[Start Extracted entries]

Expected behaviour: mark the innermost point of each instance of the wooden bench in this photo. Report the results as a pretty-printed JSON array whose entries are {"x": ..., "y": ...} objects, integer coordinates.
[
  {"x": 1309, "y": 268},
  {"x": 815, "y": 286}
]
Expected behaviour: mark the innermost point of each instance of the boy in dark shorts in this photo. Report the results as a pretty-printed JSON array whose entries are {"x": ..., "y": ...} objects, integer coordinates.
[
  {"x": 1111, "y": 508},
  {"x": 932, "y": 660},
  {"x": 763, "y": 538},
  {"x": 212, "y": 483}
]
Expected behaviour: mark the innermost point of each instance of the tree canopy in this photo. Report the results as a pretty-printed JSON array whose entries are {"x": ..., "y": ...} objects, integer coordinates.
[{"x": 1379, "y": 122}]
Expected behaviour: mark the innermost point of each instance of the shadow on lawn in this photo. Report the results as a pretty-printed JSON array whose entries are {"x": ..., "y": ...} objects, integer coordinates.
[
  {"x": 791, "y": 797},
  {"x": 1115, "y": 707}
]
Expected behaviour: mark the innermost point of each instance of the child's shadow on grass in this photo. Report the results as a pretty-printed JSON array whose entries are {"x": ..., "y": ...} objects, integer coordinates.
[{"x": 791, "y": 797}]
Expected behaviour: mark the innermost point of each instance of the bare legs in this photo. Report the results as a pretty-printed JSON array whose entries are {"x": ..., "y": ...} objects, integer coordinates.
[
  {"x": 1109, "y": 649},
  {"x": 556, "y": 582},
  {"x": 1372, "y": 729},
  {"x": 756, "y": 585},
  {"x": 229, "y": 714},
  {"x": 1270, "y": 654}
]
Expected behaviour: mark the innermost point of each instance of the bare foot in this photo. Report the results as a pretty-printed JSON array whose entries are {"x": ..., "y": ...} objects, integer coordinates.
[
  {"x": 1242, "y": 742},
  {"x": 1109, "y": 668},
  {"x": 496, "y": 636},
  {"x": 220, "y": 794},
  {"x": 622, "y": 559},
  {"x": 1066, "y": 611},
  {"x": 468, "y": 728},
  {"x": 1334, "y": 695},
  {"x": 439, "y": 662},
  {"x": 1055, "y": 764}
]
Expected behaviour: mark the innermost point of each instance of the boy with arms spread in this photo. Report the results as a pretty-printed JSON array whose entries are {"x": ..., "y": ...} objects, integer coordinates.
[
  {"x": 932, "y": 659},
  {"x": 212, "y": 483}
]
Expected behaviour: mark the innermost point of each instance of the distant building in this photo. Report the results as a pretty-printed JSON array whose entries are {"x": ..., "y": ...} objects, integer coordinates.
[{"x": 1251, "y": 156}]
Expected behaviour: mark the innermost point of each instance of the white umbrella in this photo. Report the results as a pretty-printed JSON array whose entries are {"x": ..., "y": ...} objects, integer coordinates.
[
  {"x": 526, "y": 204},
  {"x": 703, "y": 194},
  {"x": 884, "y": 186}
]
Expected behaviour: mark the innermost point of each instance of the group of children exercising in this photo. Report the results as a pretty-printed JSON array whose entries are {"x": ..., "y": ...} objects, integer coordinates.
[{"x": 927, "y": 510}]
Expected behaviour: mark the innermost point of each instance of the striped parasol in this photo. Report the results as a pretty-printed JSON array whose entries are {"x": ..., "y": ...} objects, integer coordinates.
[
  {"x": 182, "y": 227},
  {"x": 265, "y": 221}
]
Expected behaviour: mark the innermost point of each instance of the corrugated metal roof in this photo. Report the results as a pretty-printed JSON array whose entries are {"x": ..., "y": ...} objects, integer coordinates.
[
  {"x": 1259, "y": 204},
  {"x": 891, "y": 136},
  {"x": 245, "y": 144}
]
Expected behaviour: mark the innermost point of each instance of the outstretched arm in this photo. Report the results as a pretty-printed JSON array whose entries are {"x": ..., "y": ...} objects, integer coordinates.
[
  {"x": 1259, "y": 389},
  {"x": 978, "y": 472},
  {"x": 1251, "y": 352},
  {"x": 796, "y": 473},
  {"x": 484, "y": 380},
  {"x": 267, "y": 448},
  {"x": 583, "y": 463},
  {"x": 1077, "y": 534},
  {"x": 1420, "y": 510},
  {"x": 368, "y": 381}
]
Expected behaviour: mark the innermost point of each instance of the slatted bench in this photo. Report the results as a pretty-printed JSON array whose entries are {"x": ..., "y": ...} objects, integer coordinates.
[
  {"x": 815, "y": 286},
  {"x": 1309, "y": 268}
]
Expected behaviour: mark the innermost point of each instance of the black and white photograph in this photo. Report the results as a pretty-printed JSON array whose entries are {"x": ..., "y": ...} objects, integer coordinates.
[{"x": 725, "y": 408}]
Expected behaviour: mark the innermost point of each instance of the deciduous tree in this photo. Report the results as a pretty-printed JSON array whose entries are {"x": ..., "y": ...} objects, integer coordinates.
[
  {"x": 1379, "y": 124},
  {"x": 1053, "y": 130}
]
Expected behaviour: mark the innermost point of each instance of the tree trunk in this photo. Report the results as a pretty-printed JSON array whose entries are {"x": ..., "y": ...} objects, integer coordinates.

[End Extracted entries]

## Instructions for the task
Give again only the lines of the material above that run from the one with "of the outstretched" through the end, both included, exactly as they appear.

## Response below
Expected behaviour: mark the innermost point of each instance of the outstretched arm in this photo. Report the results as a pretty-printed JSON array whose entries are {"x": ..., "y": ...} objects, integer coordinates.
[
  {"x": 1259, "y": 389},
  {"x": 978, "y": 472},
  {"x": 1251, "y": 352},
  {"x": 796, "y": 473},
  {"x": 484, "y": 380},
  {"x": 267, "y": 448},
  {"x": 583, "y": 463},
  {"x": 1077, "y": 534},
  {"x": 1420, "y": 510},
  {"x": 368, "y": 381}
]
Expected behaviour: mark the innermost point of each instance of the slatted bench in this photo. Report the results as a pretty-printed JSON array whose entries are {"x": ..., "y": ...} objects, integer coordinates.
[
  {"x": 815, "y": 286},
  {"x": 1309, "y": 268}
]
Expected behaviour: mark the innermost point of each instance of the black and white photograph in this photo. Report the results as a pretty-printed JSON array whose entries are {"x": ..., "y": ...} objects, integer coordinates.
[{"x": 725, "y": 408}]
Expected behaviour: mark the innermost point of each instance of the deciduous tree in this photo. Report the results as a pretty-printed JSON array whose entries are {"x": ..., "y": ...} objects, integer coordinates.
[
  {"x": 1379, "y": 124},
  {"x": 1053, "y": 130}
]
Expected behaviour: mark the innermost point of each instance of the tree trunk in this photo. Report the results as a pretty-printed JSON array whose entries are {"x": ..., "y": ...} objects, integer coordinates.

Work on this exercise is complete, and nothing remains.